● **To do**
Copy every line in the records below that contains the word "object".

[Items from a data source]

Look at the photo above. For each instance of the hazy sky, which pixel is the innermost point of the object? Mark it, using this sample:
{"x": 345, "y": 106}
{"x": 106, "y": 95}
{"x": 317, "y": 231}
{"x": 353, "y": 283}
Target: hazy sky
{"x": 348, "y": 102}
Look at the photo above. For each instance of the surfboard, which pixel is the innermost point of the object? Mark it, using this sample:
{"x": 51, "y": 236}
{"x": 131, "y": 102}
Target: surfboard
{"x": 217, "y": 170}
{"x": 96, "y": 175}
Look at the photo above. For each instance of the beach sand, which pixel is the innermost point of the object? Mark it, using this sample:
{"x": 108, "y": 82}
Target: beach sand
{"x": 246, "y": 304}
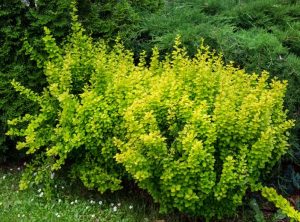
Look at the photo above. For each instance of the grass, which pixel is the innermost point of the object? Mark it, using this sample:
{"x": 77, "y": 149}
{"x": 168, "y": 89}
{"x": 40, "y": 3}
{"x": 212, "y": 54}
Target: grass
{"x": 73, "y": 202}
{"x": 69, "y": 204}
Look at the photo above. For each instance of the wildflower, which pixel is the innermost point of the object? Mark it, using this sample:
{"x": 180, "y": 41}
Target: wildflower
{"x": 57, "y": 215}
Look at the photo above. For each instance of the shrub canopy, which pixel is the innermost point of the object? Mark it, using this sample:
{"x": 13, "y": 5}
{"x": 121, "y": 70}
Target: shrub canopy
{"x": 195, "y": 133}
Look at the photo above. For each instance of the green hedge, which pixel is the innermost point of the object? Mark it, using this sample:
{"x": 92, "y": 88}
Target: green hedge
{"x": 195, "y": 133}
{"x": 256, "y": 35}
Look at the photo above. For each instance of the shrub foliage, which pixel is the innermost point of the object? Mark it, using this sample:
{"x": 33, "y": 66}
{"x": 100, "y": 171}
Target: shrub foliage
{"x": 195, "y": 133}
{"x": 21, "y": 32}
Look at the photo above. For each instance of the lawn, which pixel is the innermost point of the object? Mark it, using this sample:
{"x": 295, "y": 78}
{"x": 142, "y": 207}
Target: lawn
{"x": 72, "y": 202}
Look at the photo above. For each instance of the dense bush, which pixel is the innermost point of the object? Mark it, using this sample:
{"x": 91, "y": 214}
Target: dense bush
{"x": 256, "y": 35}
{"x": 21, "y": 31}
{"x": 195, "y": 133}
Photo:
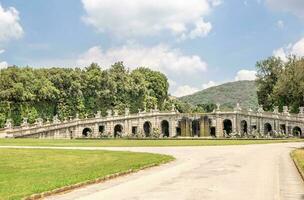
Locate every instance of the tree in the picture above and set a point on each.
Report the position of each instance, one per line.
(267, 76)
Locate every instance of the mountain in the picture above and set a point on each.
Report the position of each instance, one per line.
(228, 95)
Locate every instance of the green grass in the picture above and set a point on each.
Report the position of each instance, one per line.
(135, 143)
(298, 156)
(29, 171)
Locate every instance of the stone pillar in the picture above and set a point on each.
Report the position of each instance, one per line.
(235, 123)
(172, 128)
(185, 128)
(96, 130)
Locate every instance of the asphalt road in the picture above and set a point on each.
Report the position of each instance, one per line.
(216, 172)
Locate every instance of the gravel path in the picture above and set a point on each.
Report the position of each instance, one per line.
(214, 172)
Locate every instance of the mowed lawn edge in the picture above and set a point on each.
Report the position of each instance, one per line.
(298, 159)
(138, 143)
(31, 172)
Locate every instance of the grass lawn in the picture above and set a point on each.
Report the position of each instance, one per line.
(138, 143)
(28, 171)
(298, 157)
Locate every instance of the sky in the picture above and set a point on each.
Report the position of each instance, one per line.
(196, 43)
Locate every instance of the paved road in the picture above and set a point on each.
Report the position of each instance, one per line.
(214, 173)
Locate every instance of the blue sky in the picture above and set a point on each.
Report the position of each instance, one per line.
(196, 43)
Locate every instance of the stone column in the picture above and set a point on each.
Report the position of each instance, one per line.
(204, 126)
(219, 127)
(235, 124)
(185, 128)
(172, 128)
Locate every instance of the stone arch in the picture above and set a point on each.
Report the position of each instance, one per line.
(147, 128)
(227, 126)
(118, 130)
(296, 131)
(165, 128)
(86, 132)
(195, 127)
(267, 129)
(244, 127)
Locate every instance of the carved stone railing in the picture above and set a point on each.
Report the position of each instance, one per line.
(43, 127)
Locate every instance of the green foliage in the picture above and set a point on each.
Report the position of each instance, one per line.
(228, 95)
(281, 84)
(32, 93)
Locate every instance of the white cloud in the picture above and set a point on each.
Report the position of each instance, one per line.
(296, 49)
(9, 24)
(295, 7)
(245, 75)
(280, 24)
(185, 90)
(3, 65)
(125, 18)
(160, 57)
(209, 84)
(172, 83)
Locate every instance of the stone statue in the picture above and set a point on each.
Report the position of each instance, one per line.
(39, 122)
(24, 122)
(109, 113)
(285, 110)
(260, 109)
(301, 111)
(127, 111)
(173, 108)
(56, 120)
(276, 110)
(98, 114)
(8, 124)
(238, 107)
(218, 105)
(155, 107)
(115, 113)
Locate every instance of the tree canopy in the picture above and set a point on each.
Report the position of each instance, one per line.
(27, 92)
(281, 83)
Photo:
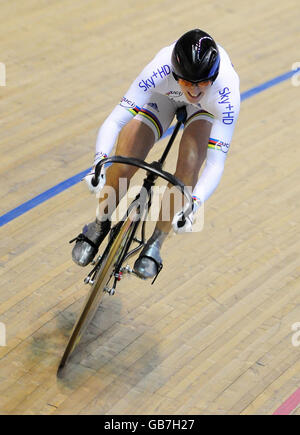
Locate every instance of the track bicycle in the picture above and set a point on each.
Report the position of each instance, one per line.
(110, 267)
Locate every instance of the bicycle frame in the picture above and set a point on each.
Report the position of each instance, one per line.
(122, 235)
(143, 203)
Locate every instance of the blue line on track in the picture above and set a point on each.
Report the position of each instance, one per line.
(55, 190)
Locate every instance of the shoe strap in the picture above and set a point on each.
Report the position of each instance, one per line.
(82, 238)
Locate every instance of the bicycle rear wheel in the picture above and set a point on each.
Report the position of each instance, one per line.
(112, 254)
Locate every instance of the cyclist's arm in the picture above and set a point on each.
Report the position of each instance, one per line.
(137, 95)
(218, 147)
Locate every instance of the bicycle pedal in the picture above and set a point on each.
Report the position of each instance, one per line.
(110, 291)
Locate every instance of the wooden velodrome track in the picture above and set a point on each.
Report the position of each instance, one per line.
(214, 334)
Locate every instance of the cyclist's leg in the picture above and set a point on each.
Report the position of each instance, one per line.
(192, 153)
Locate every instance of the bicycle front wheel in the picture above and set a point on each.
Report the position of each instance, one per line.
(111, 256)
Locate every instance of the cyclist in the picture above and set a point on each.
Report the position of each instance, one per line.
(193, 72)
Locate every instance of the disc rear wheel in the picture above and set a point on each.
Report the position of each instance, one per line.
(110, 258)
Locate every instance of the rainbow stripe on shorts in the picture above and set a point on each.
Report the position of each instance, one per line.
(153, 119)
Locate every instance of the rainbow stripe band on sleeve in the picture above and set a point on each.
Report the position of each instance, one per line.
(215, 144)
(152, 118)
(134, 111)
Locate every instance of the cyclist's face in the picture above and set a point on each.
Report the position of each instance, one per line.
(193, 91)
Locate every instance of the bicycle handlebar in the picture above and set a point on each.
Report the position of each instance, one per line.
(151, 167)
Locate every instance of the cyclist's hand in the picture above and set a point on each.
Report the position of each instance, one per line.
(101, 182)
(181, 224)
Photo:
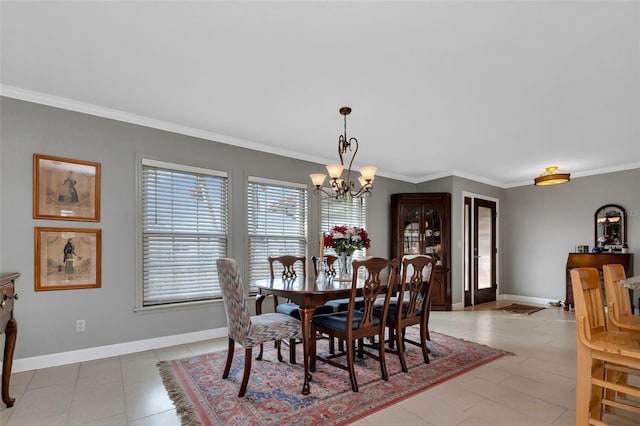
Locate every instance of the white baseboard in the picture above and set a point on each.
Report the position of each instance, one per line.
(523, 299)
(89, 354)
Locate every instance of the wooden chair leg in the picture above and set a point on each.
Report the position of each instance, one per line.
(424, 336)
(247, 371)
(292, 351)
(383, 362)
(398, 339)
(230, 351)
(350, 367)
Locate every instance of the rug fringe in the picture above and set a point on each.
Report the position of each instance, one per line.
(184, 408)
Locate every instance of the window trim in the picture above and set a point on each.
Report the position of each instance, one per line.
(143, 160)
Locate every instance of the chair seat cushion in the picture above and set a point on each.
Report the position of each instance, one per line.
(339, 305)
(272, 326)
(338, 320)
(292, 309)
(391, 313)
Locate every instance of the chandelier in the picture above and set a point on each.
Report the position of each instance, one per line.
(343, 187)
(552, 176)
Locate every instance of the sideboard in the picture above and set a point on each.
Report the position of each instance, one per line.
(594, 260)
(9, 326)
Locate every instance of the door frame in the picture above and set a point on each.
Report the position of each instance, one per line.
(464, 263)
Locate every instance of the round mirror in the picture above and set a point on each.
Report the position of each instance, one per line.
(611, 231)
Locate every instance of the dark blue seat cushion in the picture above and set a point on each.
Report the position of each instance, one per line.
(391, 313)
(291, 309)
(338, 320)
(339, 305)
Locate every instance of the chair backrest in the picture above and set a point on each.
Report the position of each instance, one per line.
(415, 285)
(235, 304)
(587, 297)
(378, 274)
(617, 296)
(289, 266)
(328, 263)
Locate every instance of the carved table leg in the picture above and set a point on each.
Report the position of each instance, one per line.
(305, 318)
(9, 345)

● **Exercise result**
Look at the photo above. For each instance of the hazy sky, which pixel is the innermost point of the object? Mark it, using this sample:
Look at the photo above. For each instance of the surfboard, which pixel is the innermost point of the object? Mark it, using this sample:
Look at the photo above. For each instance of the beach sand, which pixel is the innermost point of the object? Mark it, using this sample:
Look at the photo above. For each instance of the grass, which pixel is the innermost point of the object? Mark it, using this sample:
Look at the photo above. For each instance of the wildflower, which pixel is the innermost point of the object? Mark it, using this sample:
Look at the photo above. For each instance of the shrub canopy, which pixel is the innermost point of the object? Mark it, using this sample:
Look at the photo above. For each instance of the green hedge, which pixel is the innermost point of the object? Mark it, using this sample:
Look at the photo above. For each instance of the shrub foliage, which pixel is the innermost point of the object? Mark it, using this sample:
Look at the photo above. For each instance of the lawn, which pixel is the innermost point of the object? Mark it, using this sample:
Look at the photo above. For each instance of the dense bush, which pixel is the innermost point of the object? Mark it, using this sample:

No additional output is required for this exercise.